↓↓↓
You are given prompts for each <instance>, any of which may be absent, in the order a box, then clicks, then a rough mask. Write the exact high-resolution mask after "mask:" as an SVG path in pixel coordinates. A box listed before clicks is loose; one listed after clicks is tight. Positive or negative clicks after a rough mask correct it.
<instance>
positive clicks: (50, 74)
↑↑↑
↓↓↓
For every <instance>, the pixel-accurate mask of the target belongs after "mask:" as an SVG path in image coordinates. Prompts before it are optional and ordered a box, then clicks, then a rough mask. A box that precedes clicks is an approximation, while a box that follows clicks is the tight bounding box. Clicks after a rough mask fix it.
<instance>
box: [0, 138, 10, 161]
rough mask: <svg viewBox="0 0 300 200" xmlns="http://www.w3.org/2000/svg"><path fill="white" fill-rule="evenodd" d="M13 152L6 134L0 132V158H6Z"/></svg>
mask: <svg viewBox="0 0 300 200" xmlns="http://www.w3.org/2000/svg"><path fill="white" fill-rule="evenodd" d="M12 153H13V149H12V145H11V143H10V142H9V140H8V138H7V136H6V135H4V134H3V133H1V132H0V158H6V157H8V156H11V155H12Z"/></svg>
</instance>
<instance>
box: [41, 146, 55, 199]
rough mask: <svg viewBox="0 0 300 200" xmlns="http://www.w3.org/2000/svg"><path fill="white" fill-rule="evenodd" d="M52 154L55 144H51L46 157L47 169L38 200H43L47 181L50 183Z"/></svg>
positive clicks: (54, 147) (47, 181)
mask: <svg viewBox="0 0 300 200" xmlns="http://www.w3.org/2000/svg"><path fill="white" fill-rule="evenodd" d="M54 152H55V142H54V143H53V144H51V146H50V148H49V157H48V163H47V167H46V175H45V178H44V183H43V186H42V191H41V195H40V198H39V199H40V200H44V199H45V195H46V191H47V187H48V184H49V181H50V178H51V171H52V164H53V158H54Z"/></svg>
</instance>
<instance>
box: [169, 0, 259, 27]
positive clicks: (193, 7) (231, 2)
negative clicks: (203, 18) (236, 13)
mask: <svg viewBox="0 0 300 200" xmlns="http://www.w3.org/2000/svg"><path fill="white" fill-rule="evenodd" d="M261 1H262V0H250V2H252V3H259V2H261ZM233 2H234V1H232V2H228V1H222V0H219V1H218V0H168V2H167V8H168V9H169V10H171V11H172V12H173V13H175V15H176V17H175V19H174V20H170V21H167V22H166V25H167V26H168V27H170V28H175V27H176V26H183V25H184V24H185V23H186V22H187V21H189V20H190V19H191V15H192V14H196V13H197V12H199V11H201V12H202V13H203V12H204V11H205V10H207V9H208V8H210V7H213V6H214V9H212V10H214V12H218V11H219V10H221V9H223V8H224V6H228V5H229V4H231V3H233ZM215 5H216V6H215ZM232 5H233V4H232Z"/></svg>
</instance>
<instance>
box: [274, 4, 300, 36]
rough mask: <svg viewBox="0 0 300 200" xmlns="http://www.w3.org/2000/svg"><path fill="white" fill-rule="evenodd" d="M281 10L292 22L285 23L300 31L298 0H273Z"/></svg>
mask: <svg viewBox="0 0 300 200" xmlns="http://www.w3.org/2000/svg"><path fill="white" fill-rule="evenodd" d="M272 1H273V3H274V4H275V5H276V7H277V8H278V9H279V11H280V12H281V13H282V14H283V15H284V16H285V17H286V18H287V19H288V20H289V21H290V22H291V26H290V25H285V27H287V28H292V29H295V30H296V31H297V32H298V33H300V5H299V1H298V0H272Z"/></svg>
↑↑↑
* [What is needed] Copy every line of the entries above that contains the string "pixel".

* [Written reply]
You are given prompts for each <instance>, any of which may be absent, in the order a box, then clicks, then a rough mask. Write the exact high-resolution mask after "mask:" as an SVG path in pixel coordinates. A box listed before clicks is loose; one listed after clicks is tight. Positive or negative clicks after a rough mask correct it.
For every <instance>, the pixel-accurate mask of the target belongs after "mask:" as an SVG path in image coordinates. Prompts before it are optional and ordered a box, then clicks, then a rough mask. A box that precedes clicks is an approximation, while a box that follows clicks is the tight bounding box. Clicks after a rough mask fix it.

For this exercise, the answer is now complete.